#### Selection

Work, for me, is a noisy place. Oh, I’m not talking the jackhammer/heavy equipment/industrial kind of noisy of which experts tell us to be on alert for aural health purposes. It’s just the sort of noisy one can’t avoid with a job description that calls for extended interaction with 70 elementary children--45 before lunch— all wielding scissors, glue bottles, and an alarming number of coloring implements.

During my brief time with my new students, I’ve discovered that they aren’t appreciatively different from my former ones. Just like the students that populated my old classroom, these children came with a built in propensity to say my name in a repeated loop, complete with audible exclamation marks as each syllable leaves their lips. As is apparently customary, each child arrives fully equipped with an artistic emergency requiring my immediate and complete attention. And, just like in my previous classroom, I’ve had to amend my class rules with a “no singing” clause. Because, really, I absolutely CAN NOT have 70 kids singing jingles from TV commercials, theme songs from popular shows, and the inappropriate lyrics of assorted rap and R&B artists--even if we weren’t dealing with all of the other auditory stimulus.

Due to the realities of my working environment, I find myself seeking some good silence for an hour or so after I arrive home. I say Good Silence, because it’s occurred to me that there are, really, two types of silence. Good Silence is the sort in which I basked on my front step after work on Tuesday. Soaking in the warm afternoon sun, I closed my eyes and focused on the chirping of the neighborhood crickets. With a little mental editing, I deleted extraneous traffic noise and briefly transported myself to the deep country acreage where I spent the long, lazy afternoons of my childhood.

And it was Good Silence that allowed my husband to detect the call of a great horned owl—an owl--and urban owl! Who knew?—one evening earlier this week after the kids were in bed, the computers off, and our own creatures at rest. That night, I feel asleep near my open bedroom window to the lullaby of a distant song. That silence was very good, indeed.

Good Silence energizes, restores, refreshes. Good Silence is an incubator for ideas and creativity, and it’s as essential to my well-being as the noise is on my work days.

Life would probably be just about perfect, then, if it were simply an even balance of noise and Good Silence. But alas, Good Silence has an evil twin. Bad Silence is the sort one encounters after an ominous crash. It invariably speaks of distress, disaster, and/or destruction. Bad Silence means something is broken. Although the wreckage may be admittedly be minimal, but it is real nonetheless.

Bad Silence has, unfortunately, crept quietly (can it arrive any other way?) into little corners of my life, upsetting the otherwise happy Noise/Good Silence Combo I have going. Bad Silence is hovering on the periphery, taking the usual-yet–still-disappointing forms: those prayers that can’t seem to get past the ceiling, the empty inbox when a reply to an important email is expected instead, the *cough* blank comment section on a faithfully updated blog.

I’m not sure, yet, of the role Bad Silence plays in life. I don’t know why some prayers offered in complete confidence are obviously answered, while others seem lost in cyberspace. I don’t know why friends sometimes aren’t there when we need them. And on the comments…well, I choose not to comment, except to say that for reasons likely related to those aforementioned, Bad Silence feels kind of lonely.

########
#### Data extract

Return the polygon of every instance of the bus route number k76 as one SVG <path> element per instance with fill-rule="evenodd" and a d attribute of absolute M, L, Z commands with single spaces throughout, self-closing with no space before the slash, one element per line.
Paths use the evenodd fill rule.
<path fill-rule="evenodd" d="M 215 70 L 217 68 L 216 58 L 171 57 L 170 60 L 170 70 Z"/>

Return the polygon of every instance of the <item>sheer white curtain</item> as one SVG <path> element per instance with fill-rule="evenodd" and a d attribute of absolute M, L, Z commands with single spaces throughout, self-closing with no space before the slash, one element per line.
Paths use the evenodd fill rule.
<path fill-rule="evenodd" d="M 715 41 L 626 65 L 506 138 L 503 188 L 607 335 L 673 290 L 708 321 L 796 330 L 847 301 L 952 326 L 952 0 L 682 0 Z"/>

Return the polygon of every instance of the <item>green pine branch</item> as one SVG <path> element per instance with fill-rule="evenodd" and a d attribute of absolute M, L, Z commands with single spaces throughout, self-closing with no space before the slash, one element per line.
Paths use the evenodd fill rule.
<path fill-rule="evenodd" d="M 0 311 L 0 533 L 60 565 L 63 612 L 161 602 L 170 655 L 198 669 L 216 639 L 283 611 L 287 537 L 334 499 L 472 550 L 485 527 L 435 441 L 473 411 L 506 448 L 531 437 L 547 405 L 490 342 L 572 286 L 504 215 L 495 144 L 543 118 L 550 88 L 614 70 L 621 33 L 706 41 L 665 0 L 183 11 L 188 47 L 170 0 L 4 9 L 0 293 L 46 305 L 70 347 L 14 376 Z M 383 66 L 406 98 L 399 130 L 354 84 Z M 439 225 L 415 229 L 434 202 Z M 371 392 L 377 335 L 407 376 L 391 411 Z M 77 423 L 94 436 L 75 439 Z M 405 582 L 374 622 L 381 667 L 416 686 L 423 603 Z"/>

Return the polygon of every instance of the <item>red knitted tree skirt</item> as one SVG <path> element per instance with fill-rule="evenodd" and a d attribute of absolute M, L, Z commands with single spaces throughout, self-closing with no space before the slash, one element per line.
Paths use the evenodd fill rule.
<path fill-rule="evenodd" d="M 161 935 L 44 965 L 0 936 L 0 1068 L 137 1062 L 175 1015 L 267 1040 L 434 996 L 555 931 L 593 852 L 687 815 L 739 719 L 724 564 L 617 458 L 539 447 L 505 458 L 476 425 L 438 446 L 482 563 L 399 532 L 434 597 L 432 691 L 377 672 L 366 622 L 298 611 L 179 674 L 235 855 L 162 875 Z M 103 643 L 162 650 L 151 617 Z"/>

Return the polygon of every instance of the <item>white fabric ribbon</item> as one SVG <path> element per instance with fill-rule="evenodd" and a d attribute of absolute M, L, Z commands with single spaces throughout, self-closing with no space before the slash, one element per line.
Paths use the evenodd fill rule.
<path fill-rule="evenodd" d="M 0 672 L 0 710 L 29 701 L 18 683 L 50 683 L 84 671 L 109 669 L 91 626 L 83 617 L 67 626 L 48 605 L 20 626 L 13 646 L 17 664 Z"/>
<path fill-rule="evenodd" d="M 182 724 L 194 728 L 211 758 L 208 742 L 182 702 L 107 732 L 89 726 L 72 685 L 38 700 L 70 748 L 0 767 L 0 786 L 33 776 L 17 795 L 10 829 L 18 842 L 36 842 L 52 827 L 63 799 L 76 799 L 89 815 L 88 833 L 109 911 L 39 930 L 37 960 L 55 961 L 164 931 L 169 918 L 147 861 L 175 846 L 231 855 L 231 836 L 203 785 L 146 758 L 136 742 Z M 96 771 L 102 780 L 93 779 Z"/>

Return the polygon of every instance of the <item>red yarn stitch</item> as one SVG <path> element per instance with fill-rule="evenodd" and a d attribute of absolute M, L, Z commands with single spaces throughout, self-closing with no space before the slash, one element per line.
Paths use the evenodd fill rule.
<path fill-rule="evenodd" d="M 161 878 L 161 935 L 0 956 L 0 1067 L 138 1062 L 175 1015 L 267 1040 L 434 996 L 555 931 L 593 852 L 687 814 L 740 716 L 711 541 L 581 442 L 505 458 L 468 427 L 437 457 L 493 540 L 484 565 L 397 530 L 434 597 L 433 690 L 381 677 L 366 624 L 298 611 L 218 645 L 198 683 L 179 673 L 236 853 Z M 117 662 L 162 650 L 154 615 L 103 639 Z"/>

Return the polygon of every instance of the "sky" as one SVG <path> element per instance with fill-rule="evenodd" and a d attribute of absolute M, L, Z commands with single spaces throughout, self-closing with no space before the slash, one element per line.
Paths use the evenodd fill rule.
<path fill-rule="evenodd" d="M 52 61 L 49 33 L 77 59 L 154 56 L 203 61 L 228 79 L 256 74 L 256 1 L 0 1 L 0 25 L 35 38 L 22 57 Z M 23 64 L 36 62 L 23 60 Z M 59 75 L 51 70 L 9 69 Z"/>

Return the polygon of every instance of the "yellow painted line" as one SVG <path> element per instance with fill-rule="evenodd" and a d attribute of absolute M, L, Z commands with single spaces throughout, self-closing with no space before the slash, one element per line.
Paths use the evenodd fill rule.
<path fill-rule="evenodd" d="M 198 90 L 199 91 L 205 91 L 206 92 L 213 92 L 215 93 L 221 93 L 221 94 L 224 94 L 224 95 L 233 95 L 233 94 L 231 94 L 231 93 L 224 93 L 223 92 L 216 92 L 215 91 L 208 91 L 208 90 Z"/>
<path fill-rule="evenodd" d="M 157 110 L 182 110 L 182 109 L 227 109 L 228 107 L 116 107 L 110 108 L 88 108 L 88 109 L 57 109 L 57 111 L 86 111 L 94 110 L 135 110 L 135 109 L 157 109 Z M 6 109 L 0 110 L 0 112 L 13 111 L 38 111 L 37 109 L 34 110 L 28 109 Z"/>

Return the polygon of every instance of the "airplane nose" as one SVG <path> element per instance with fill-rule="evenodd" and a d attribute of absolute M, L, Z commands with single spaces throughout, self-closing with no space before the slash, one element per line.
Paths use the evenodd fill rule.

########

**Problems to solve**
a) Transcribe the essay on silence exactly, taking everything from "Life would probably" down to "faithfully updated blog.".
b) Reproduce word for word the lines of the entries, everything from the line containing "Return the polygon of every instance of the <item>sheer" down to the line containing "715 41 L 626".
The essay and the entries come from separate, unrelated sources.

**Expected answers**
a)
Life would probably be just about perfect, then, if it were simply an even balance of noise and Good Silence. But alas, Good Silence has an evil twin. Bad Silence is the sort one encounters after an ominous crash. It invariably speaks of distress, disaster, and/or destruction. Bad Silence means something is broken. Although the wreckage may be admittedly be minimal, but it is real nonetheless.

Bad Silence has, unfortunately, crept quietly (can it arrive any other way?) into little corners of my life, upsetting the otherwise happy Noise/Good Silence Combo I have going. Bad Silence is hovering on the periphery, taking the usual-yet–still-disappointing forms: those prayers that can’t seem to get past the ceiling, the empty inbox when a reply to an important email is expected instead, the *cough* blank comment section on a faithfully updated blog.

b)
Return the polygon of every instance of the <item>sheer white curtain</item> as one SVG <path> element per instance with fill-rule="evenodd" and a d attribute of absolute M, L, Z commands with single spaces throughout, self-closing with no space before the slash, one element per line.
Paths use the evenodd fill rule.
<path fill-rule="evenodd" d="M 715 41 L 626 65 L 506 138 L 503 188 L 607 335 L 673 290 L 708 321 L 796 330 L 847 301 L 952 326 L 952 0 L 682 0 Z"/>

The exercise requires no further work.